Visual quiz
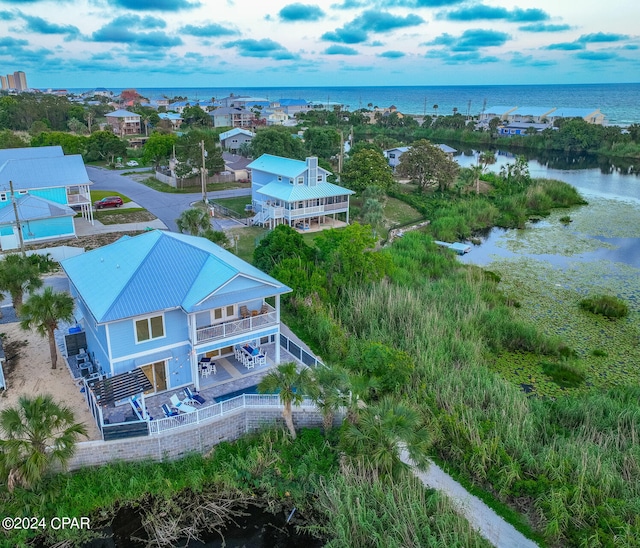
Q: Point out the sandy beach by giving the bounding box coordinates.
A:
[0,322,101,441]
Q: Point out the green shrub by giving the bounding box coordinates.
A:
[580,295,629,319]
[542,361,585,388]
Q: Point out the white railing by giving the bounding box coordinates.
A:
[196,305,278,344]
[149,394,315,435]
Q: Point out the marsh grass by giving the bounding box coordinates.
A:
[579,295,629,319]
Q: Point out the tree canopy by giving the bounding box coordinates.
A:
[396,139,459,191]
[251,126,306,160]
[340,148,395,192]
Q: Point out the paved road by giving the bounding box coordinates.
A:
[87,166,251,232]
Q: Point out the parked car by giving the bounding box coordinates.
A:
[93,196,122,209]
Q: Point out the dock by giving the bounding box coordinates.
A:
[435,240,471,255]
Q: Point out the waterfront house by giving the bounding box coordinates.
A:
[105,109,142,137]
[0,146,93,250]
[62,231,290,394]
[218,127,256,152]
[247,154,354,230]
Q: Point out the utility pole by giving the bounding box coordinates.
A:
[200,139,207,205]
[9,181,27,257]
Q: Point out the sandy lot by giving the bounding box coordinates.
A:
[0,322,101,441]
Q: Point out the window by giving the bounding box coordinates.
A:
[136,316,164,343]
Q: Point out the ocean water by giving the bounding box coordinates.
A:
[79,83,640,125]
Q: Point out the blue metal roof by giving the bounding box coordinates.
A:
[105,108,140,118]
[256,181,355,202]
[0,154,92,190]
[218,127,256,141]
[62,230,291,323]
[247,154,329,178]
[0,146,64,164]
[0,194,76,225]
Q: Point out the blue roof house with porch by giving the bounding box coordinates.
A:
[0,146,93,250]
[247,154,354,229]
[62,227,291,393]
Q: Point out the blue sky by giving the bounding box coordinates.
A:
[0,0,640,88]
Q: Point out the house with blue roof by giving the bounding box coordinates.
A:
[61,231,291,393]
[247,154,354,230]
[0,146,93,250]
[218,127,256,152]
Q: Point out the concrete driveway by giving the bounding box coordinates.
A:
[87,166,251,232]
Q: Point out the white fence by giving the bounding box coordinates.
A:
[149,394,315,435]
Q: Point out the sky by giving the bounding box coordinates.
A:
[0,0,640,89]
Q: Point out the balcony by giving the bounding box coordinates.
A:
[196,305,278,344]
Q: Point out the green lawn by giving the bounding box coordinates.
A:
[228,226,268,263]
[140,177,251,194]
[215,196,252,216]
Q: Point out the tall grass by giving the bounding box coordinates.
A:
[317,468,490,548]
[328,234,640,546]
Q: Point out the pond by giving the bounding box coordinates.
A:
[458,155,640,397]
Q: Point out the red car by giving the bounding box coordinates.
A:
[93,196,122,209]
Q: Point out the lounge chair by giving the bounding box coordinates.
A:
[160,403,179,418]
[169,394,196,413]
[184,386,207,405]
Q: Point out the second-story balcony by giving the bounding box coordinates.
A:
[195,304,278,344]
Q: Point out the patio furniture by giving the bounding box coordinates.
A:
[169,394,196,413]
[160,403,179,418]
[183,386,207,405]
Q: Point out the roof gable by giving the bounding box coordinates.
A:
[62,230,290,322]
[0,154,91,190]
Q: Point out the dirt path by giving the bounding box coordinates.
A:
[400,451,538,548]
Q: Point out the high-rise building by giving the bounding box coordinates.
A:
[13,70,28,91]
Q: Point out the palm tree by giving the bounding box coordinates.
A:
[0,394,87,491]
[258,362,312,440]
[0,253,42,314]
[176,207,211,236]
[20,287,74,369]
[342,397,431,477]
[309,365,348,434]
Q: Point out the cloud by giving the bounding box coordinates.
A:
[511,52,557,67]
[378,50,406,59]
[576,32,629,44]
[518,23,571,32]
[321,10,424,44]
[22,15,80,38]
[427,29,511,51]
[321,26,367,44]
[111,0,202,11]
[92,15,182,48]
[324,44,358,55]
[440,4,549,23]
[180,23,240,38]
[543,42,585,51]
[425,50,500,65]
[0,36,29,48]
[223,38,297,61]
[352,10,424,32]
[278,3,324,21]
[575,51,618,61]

-- -- --

Short task: Rewrite as a numbered list the portion of the records above that opens with the line containing "Q: Point out the lounge" and closes with the line containing "[309,365,348,434]", including both of those lines. Omit any blank lines.

Answer to the task:
1. Q: Point out the lounge chair by giving the bounding box coordinates.
2. A:
3. [160,403,179,418]
4. [169,394,196,413]
5. [184,386,207,405]
6. Q: Point out the second-story balcony by giving the bounding box coordinates.
7. A:
8. [195,304,278,344]
9. Q: Point out the patio furniture by giving the bounding box coordinates.
10. A:
11. [169,394,196,413]
12. [160,403,179,418]
13. [183,386,207,405]
14. Q: Point out the roof gable by giving the bounding box coordinates.
15. A:
16. [62,230,290,322]
17. [0,154,91,190]
18. Q: Point out the dirt path by giving the bounding box coordinates.
19. A:
20. [400,451,538,548]
21. Q: Point out the high-rise building by giving the bounding box coordinates.
22. A:
23. [13,70,28,91]
24. Q: Point out the palm tree by giving the bounding box coordinates.
25. A:
26. [0,394,87,491]
27. [258,362,312,440]
28. [0,253,42,314]
29. [176,207,211,236]
30. [20,287,74,369]
31. [342,397,431,477]
32. [309,365,348,434]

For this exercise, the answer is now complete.